DATA EXTRACTS

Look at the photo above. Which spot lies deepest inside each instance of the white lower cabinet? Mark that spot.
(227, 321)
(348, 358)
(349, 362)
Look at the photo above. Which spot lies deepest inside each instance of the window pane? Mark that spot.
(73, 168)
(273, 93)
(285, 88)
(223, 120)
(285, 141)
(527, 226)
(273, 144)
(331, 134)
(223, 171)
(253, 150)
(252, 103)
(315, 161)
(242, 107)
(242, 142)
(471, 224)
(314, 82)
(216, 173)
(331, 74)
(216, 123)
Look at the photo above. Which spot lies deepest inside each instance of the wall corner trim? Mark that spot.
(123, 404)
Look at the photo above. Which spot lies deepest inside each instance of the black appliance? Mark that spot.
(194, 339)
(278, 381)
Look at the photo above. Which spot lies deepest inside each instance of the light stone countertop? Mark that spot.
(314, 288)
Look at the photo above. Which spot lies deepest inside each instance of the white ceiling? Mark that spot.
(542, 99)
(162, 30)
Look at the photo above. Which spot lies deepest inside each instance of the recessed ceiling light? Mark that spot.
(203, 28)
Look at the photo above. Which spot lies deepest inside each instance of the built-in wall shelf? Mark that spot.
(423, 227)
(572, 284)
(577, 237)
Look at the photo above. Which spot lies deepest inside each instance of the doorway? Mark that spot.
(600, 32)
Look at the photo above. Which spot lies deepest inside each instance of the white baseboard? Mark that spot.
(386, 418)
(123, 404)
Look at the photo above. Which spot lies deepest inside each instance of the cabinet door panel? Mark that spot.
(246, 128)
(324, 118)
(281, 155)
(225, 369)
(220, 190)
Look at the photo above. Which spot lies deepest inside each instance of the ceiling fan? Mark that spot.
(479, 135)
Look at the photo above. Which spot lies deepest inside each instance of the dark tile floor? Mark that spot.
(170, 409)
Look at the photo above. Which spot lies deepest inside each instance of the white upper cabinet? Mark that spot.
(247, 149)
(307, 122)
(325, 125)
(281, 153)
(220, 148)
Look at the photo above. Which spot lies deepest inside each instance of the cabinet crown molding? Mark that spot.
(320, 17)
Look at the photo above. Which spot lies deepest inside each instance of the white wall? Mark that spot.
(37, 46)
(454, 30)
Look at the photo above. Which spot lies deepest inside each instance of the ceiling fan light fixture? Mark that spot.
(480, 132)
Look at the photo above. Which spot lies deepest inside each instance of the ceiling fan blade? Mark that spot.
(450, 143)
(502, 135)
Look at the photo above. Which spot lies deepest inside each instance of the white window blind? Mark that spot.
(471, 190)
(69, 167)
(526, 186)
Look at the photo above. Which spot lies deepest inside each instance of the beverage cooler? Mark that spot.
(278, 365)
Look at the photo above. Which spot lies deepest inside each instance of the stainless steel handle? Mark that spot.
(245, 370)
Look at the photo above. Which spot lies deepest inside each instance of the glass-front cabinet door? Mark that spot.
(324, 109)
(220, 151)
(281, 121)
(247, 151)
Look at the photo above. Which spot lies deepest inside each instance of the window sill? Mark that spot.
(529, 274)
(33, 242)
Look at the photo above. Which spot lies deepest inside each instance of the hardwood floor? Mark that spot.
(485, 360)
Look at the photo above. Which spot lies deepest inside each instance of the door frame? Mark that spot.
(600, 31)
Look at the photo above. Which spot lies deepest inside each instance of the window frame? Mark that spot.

PROBLEM TO WORK ON
Whatever appears in the data above must be copied word for word.

EXERCISE OUTPUT
Look at the photo above. Which spot lies deepest inside each instance of the white lower cabinet? Mark that spot.
(227, 321)
(348, 358)
(349, 362)
Look at the photo above. Which spot lies deepest inside each instance of the window pane? Mark that spot.
(73, 168)
(273, 93)
(285, 88)
(223, 120)
(285, 141)
(527, 226)
(273, 144)
(331, 134)
(223, 171)
(253, 150)
(252, 103)
(315, 161)
(242, 107)
(242, 142)
(471, 224)
(314, 82)
(216, 173)
(331, 74)
(216, 123)
Look at the photo above. Which spot lies deepest inside each instance of the wall corner trim? Mark that spot.
(123, 404)
Look at the photo above. Which spot lies deepest inside each instance of the black appliance? Mark that spot.
(194, 339)
(278, 381)
Look at the photo above. Which spot lies deepest inside each instance of the light stone countertop? Mark that spot.
(314, 288)
Look at the photo above. Which spot lies deepest inside each instance of the white ceiling? Mark that spot.
(542, 99)
(162, 30)
Look at the photo above. Which spot lies deepest inside each instance of the recessed ceiling light? Mark that spot.
(203, 28)
Look at the photo above. Which spot lies deepest inside each instance of the built-in wall shelf? Mark that spot.
(423, 227)
(572, 284)
(577, 237)
Look at the photo above. Which spot lies deepest inside each instance of the doorway? Mark that spot.
(600, 32)
Look at the photo above. Which spot lies deepest inside each instance of the white baseboard? Mark that spot.
(386, 418)
(123, 404)
Look at the photo above. Which spot lies deepest inside each instance of the cabinet door panel? Mark that spot.
(246, 128)
(324, 118)
(281, 155)
(225, 369)
(220, 190)
Look at the photo above. Which spot lies deepest inside each instance of the ceiling fan? Mark that spot.
(479, 135)
Look at the photo above. Which spot lies deepest inside each instance of the dark tile floor? Mark that spot.
(170, 409)
Look at the photo above. Which spot lies deepest inside each instance of the white upper cabinet? Mark that spot.
(247, 149)
(307, 122)
(325, 125)
(281, 153)
(220, 148)
Look at the photo above. Which spot lies deepest inside each instance of the cabinet crown molding? Mark that spot.
(320, 17)
Look at the photo above. Which spot lies deepest inside each instance of the white wall? Mark that spot.
(37, 46)
(454, 30)
Look at the photo above. Which spot lies deepest inside each instance of the ceiling fan light fixture? Mark that spot.
(480, 132)
Look at the photo above. Which spot lies deepest inside each instance of the ceiling fan blade? Mark that spot.
(450, 143)
(502, 135)
Look at the photo above. Which spot lies deepest inside each instance of the white window blind? Mark that spot.
(471, 190)
(69, 167)
(526, 186)
Look at the photo above. Which spot lies deepest inside each instance of the beverage cooler? Mark that spot.
(278, 365)
Look at the photo above. Which spot lies deepest inside each instance of the stainless steel handle? Mark that spot.
(245, 370)
Look at the photo above. Which spot lies deepest inside each instance of the glass-front cabinet door? Mark that spot.
(324, 109)
(220, 151)
(281, 121)
(247, 151)
Look at the photo above. Which spot lies deepest inside each instance of the window sill? Mark that spot.
(529, 274)
(33, 242)
Look at the photo above. Which spot lies deepest inside each instance of the hardwood floor? Mark that spot.
(485, 360)
Look at the photo above. Which spot lies deepest inside each instance of the door frame? Mark that spot.
(600, 31)
Look at the photo above. Which spot lies deepest inside each instance of the window frame? Mark that spot.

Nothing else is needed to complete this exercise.